## RECORDS TO PROCESS
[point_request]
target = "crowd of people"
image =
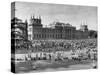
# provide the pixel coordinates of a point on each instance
(63, 49)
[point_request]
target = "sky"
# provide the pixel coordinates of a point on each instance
(74, 14)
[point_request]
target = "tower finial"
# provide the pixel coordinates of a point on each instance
(39, 17)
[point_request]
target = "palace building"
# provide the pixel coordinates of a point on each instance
(57, 30)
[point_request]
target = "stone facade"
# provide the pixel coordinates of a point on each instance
(57, 30)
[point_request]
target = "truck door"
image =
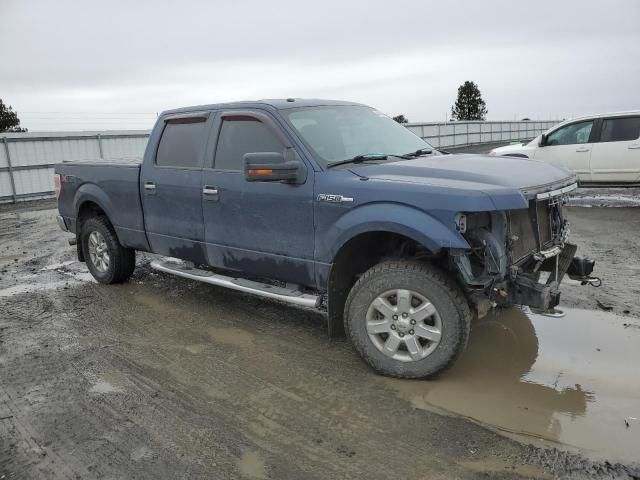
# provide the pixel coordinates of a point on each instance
(570, 147)
(258, 228)
(616, 154)
(170, 183)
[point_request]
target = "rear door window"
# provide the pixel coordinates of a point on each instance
(182, 143)
(573, 134)
(240, 135)
(620, 129)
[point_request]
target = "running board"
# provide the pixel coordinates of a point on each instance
(247, 286)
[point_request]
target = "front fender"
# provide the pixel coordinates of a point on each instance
(388, 217)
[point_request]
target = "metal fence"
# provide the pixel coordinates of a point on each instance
(459, 134)
(27, 160)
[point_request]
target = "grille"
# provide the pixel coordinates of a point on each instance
(522, 236)
(543, 210)
(521, 228)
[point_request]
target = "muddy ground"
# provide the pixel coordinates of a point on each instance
(163, 377)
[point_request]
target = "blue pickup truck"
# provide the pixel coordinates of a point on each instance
(331, 205)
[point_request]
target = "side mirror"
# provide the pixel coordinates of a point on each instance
(543, 140)
(272, 167)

## TASK BRIEF
List each line in the rows above that contains the string "door". Matching is case-sensitive.

## SOLUTION
target = "truck door"
target = "rear door window"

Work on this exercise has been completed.